■ Texto do documento:
Figuras Olímpicas IV - Nikki Hamblin
Nasceu em Inglaterra, corre pela Nova Zelândia e agora é elogiada em todo o mundo. Ganhou o prémio internacional de fair-play pelo episódio em que recusou deixar Abbey D'Agostino para trás na eliminatória dos 5000 metros depois de ambas terem caído. A dupla é uma das histórias mais fortes do Rio de Janeiro.
Mais importante do que ganhar
Nikki Hamblin é uma corredora modesta. Nasceu na Inglaterra, mudou-se para a Nova Zelândia com 18 anos e com 22 já batia o recorde nacional nos 1500 metros. Em 2010, nos Jogos da Commonwealth, foi medalha de prata nessa distância e nos 800.
Mas seis anos depois, no Rio de Janeiro, só esteve presente nos 5000 metros. Não tinha qualquer expetativa de conseguir um grande resultado e estava longe de imaginar que ia ser figura principal numa das histórias mais memoráveis dos Jogos Olímpicos.
Durante a eliminatória, quando ainda faltavam quatro voltas e meia, Hamblin tropeçou e levou consigo a norte-americana Abbey D’Agostino, que estava logo atrás. A neozelandesa ficou no chão, queixosa, e sentiu uma mão no ombro.

■ Instruções da tarefa:
Indica todas as distâncias de prova mencionadas no texto sobre Nikki Hamblin. Usa apenas o texto acima para responder.

■ Linhas de dados:
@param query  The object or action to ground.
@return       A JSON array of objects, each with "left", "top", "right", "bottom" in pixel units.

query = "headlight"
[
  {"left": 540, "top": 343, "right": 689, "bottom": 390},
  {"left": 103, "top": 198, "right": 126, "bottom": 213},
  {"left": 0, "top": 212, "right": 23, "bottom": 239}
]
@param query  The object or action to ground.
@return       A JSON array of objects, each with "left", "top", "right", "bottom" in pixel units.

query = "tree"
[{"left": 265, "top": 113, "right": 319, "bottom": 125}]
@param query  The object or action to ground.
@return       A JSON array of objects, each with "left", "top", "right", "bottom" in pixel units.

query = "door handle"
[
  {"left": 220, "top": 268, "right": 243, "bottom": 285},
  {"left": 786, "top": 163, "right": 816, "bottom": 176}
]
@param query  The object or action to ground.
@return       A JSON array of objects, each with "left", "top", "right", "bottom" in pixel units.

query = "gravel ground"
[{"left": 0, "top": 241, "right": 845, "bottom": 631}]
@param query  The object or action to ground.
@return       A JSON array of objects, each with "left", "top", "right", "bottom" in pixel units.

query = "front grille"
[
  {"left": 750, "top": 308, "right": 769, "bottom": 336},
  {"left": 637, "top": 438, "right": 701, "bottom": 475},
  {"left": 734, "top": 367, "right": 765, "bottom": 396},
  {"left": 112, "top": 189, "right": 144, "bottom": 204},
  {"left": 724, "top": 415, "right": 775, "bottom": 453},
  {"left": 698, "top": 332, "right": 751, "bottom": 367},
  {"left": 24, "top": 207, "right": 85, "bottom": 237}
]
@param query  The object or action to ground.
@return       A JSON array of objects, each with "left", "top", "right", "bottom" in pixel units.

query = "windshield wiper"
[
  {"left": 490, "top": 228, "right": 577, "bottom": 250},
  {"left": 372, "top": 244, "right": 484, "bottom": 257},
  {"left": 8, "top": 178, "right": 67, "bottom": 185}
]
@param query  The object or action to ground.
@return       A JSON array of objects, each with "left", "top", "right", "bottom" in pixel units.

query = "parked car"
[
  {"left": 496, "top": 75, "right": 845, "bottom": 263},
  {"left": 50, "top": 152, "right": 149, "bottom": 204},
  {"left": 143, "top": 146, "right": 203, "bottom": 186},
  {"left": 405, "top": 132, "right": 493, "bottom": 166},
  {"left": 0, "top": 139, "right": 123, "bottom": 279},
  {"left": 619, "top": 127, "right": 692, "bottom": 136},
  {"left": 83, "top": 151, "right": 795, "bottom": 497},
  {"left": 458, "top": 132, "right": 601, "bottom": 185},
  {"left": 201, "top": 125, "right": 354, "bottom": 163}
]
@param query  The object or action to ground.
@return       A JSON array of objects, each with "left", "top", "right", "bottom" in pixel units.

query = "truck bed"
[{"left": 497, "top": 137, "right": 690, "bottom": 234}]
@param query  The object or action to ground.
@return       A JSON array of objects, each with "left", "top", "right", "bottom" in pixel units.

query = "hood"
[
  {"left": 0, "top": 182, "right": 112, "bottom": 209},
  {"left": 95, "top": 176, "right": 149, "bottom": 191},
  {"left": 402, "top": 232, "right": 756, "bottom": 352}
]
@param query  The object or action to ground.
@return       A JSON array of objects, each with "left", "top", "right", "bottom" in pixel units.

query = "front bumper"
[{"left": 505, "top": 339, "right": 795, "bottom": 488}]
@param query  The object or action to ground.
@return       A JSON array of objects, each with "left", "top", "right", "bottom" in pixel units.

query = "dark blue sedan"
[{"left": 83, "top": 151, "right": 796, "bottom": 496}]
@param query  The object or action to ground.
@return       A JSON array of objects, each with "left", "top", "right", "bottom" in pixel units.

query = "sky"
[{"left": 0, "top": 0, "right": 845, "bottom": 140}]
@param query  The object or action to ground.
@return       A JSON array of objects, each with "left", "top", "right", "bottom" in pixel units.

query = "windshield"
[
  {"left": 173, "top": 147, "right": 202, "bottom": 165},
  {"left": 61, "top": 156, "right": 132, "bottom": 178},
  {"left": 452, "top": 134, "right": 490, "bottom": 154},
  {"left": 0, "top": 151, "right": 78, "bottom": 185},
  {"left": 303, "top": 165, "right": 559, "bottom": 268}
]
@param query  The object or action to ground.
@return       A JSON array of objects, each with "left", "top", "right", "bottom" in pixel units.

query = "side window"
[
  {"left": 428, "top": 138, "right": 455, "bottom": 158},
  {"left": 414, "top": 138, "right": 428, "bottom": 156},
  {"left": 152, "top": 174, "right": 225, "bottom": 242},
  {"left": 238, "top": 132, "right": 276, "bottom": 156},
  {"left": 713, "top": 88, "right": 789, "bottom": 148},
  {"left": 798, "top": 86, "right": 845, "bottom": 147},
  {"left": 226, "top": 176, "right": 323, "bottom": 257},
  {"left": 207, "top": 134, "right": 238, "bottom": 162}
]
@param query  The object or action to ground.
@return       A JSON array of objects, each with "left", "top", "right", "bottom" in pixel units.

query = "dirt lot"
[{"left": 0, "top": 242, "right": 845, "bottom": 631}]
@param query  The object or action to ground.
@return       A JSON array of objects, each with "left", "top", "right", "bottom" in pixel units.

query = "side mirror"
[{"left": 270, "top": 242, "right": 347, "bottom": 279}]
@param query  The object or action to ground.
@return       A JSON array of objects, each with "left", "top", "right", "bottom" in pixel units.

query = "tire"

■ Resposta ao problema:
5000 metros, 1500 metros, 800 metros